--- SUPPLIED ENTRIES ---

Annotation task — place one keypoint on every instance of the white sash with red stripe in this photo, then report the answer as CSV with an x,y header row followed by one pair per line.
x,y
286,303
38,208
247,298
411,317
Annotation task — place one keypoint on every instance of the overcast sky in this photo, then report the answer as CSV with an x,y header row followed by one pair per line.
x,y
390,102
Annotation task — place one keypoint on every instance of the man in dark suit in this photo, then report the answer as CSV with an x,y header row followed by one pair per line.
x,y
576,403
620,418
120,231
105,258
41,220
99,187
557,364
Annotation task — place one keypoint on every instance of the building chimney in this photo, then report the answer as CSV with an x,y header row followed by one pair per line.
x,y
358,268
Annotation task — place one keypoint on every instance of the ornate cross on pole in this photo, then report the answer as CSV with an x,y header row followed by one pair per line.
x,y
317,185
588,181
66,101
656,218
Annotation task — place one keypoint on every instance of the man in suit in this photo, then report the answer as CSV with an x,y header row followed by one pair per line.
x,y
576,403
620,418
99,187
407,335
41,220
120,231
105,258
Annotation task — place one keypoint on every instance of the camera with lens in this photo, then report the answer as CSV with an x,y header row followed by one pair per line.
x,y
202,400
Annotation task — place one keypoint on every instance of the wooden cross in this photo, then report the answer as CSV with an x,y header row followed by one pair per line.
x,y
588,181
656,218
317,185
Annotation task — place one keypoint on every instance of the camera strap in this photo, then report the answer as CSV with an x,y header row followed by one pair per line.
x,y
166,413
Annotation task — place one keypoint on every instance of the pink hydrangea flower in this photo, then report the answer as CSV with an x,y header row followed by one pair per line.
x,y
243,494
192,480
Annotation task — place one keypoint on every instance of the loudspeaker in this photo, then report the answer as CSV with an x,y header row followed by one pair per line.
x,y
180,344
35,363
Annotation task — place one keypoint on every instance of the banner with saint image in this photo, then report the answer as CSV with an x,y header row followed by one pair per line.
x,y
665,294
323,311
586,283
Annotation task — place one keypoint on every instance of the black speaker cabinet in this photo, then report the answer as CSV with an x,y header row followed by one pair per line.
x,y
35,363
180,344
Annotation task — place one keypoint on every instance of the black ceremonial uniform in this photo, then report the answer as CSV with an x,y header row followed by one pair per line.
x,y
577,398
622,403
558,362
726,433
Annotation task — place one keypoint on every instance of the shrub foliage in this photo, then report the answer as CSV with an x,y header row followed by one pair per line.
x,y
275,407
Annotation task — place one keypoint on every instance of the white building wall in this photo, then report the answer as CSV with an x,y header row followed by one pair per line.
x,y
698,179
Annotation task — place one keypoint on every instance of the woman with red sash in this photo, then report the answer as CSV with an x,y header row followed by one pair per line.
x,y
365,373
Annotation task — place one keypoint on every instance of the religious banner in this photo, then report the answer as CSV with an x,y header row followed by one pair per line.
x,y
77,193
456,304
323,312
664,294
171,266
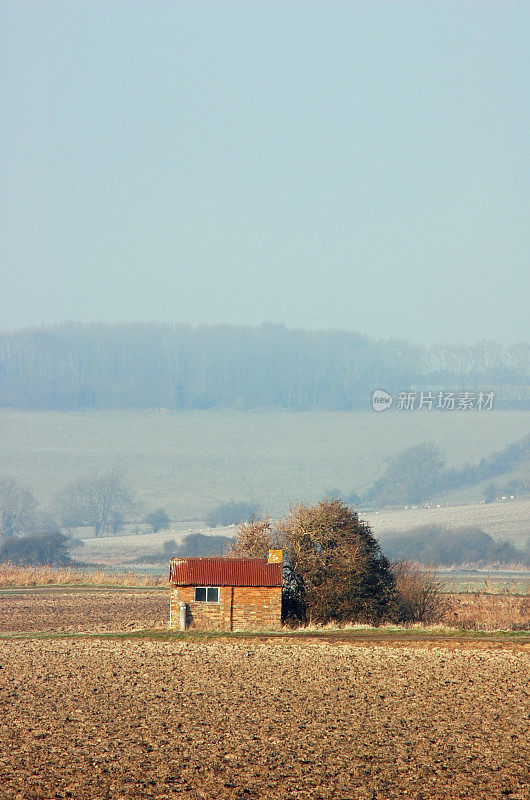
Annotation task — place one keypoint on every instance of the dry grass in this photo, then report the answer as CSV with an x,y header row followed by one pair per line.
x,y
19,577
487,612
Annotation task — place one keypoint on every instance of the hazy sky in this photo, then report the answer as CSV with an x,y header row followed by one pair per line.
x,y
327,165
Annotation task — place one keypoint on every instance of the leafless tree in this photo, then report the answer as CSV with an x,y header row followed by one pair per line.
x,y
96,501
17,507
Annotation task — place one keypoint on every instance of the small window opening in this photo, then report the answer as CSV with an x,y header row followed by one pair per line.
x,y
206,594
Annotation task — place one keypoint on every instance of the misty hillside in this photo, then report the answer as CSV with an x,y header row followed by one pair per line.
x,y
76,366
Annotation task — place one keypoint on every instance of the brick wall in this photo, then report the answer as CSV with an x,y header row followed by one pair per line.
x,y
239,608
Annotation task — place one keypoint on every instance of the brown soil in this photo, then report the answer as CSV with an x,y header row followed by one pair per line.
x,y
83,609
259,719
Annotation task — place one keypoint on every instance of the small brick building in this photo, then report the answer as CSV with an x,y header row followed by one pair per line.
x,y
230,594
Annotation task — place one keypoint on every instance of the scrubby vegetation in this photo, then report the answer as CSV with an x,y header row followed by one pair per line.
x,y
46,548
442,546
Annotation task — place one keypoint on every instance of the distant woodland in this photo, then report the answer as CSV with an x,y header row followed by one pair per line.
x,y
97,366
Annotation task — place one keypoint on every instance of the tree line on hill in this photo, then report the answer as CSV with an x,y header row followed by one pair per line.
x,y
104,500
419,473
144,365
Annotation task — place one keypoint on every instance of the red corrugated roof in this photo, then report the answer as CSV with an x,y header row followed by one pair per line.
x,y
225,572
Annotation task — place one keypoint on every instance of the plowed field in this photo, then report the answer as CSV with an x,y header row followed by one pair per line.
x,y
83,609
261,719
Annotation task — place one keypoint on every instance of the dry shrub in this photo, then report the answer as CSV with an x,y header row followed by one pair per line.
x,y
481,611
419,593
17,576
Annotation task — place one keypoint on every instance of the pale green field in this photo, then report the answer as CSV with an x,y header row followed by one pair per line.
x,y
189,461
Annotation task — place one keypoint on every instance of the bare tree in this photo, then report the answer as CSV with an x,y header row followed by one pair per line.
x,y
97,501
419,592
252,540
17,507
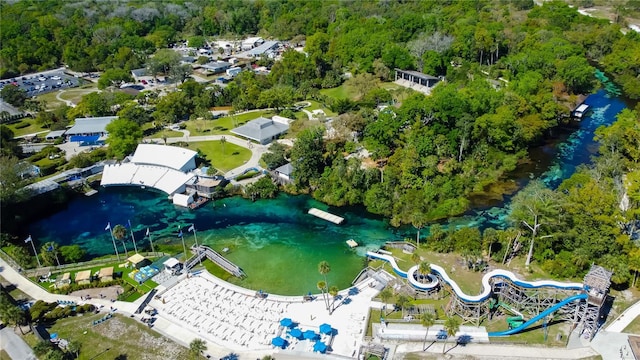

---

Your answer must be an exact copy of the records above, with no pictures included.

RESPONSE BOX ▸
Annotation task — place one keypoint on every instance of the white sash with red stripe in this photo, then report the answer as CSV with an x,y header row followed by one pair per line.
x,y
286,303
38,208
247,298
411,317
Annotation task — place one keypoint on every instance of the overcast sky in this photo, then report the answer as CSV with an x,y header row followed by one pair per line.
x,y
390,102
Annotation task — place one keypoint on every instance of the man in dark suit in this photo, then report the answer as CSV with an x,y header row followed by one pair per line.
x,y
576,403
620,418
120,231
105,258
41,220
99,187
557,364
Annotation task — place one keypoint on every instance of the building chimney in this photo, then report the answer as CSV with an x,y header row followed by one pair per line.
x,y
358,268
Annotation task — place one keypoint on every instance of the ornate cross on pole in this photo, then report the answer as CSV with an x,y header row followed by one pair per line.
x,y
317,185
588,181
66,101
656,218
Annotation task — place one keypoint on every instance of the man in suit in this photo, then report the answer as CSV with an x,y header row followed by one pair per line.
x,y
576,403
620,418
99,187
407,335
41,220
120,231
105,258
Annotation task — place one keypoint on every instance of the camera with lens in this photo, then report the answer as CSV with an x,y header row followed by one pair per line.
x,y
202,400
Annotation task — place one keypoint on every instance of the wooden cross in this photo, then report the answer as CSV with an x,y header row followed by one pair per line.
x,y
588,181
656,218
317,185
Annotation task — place one keypoint on every instance of the camera strap in this photo, then report the answer as CSV with an x,y header row followed by one pair per line.
x,y
166,413
Annotation task — place one keypoint on every instance of the pink hydrangea flower in this photo, then report the answer as CSV with an x,y header row followed by one pair per line.
x,y
243,494
192,480
Annotation task — place one keypoint on every instance of the loudspeaker in this photo, then report the answer as CSV with an x,y header row followed by one pair per line.
x,y
180,344
35,363
Annotation task — place one keypoint on every instance of the banner with saint image in this photo, then report the answer as CSV with an x,y header row followed by one pair per line.
x,y
665,294
323,311
586,283
Annotation task — place one keypoint on every instance of the black speaker cabinet in this photo, then report the answer as CSV with an x,y header row followed by one pair per line.
x,y
35,363
180,344
Annotation task — place one keypoint on every instance of the black ceremonial uniform in this photo, then report the answer as CSV with an x,y header row followed by one pair per line.
x,y
577,398
622,403
558,362
726,433
Annotation task — place one keypoint on every instance of the shrub foliage in this photo, then report the answer as CSV with an x,y header row followed by one pair per line.
x,y
275,407
Annotation task — place one keypoint on every instance of the white building wall in this photo, then report the answer as CSV with an x,y header row followed by one pair per line.
x,y
698,179
Annotation task — place one keypoint on every instance of the woman with red sash in this photo, then report the answer as CSV with an x,y header row followed by one pair per line.
x,y
365,373
Annotation task — place one keypoint on every instance of the religious banner in this photo, then report the answer as CSV with an x,y header row followed by one pair per line.
x,y
77,193
456,304
323,312
664,294
171,266
Annotation task — place one keypoint on every instance of the dry grass in this photo, then report the answer as CSV with an x,y header row followed by one pair per line.
x,y
19,577
487,612
Annotation task — place one keypoint on every instance of the hazy sky in this photo, then report the answer as CSV with an x,y header row followed by one pair per line.
x,y
327,165
Annotation task — place one keypoint on every instance of the leafless tree in this photo, then report the answer as CSV with an x,y header row followed by one pair per line.
x,y
96,501
17,507
Annotation task — place one keypoint on every instance of the small window opening in this photo, then report the answer as CSV with an x,y header row followed by one pair per line.
x,y
206,594
Annotation task — place one keypoint on every instance of the misty hillside in this photo, then report the answer as CSV with an x,y header row followed by one pair per line.
x,y
76,366
Annotation task — place one keypoint on every instance of the brick wall in this photo, then report the answer as CSV with an x,y header row followed by one pair per line.
x,y
239,608
Annotation task — place one keypoint on every instance of the brown soil in this photo, then report the answer as CSV with an x,y header row followed by one pair per line.
x,y
83,609
259,719
Annotation task — place one keypoint on every instance of the small brick building in this photo, then report the answer as CSV with an x,y header row followed by one pair per line.
x,y
230,594
Annotation task — place one keypoint on every instance of the scrubby vegetation in this photo, then report the answer as CSV with an x,y header row followed by one pair per line.
x,y
46,548
442,546
Annotation task — place one keypoint on every instance of the distant woodland in this photo, then report the answer as CSV with an x,y header row followed by one pair per line.
x,y
97,366
Annotation task — place one keypoint on every instance of the tree line on hill in this photo, then report the answer as CSV with an x,y header row followed by one pair per line.
x,y
104,500
419,473
144,365
Annotation task — place one keypoint on every instance of the red corrugated roof in this photo, then report the answer as CSV with an x,y header row followed by one pair per line.
x,y
225,572
Annotation task — place one keypoint on every instance of the plowed field in this photo, then report the answer as CSV with an x,y header row followed by one pair per line.
x,y
83,609
261,719
Annotation task — place one keypoint on every instance of the dry shrub in this photo, then report the answer as CSV with an x,y header row followed by one pair per line.
x,y
481,611
419,593
17,576
Annotation task — place one keypoint on every instance of the pale green field in this photo, then report the answer as CSV with an x,y header row followed by one pair per line.
x,y
189,461
Annotation task — place one keypoint on every instance of the bare tree in this photo, then report the answer as CSV with an x,y header row followed by one pair per line.
x,y
97,501
419,592
252,540
17,507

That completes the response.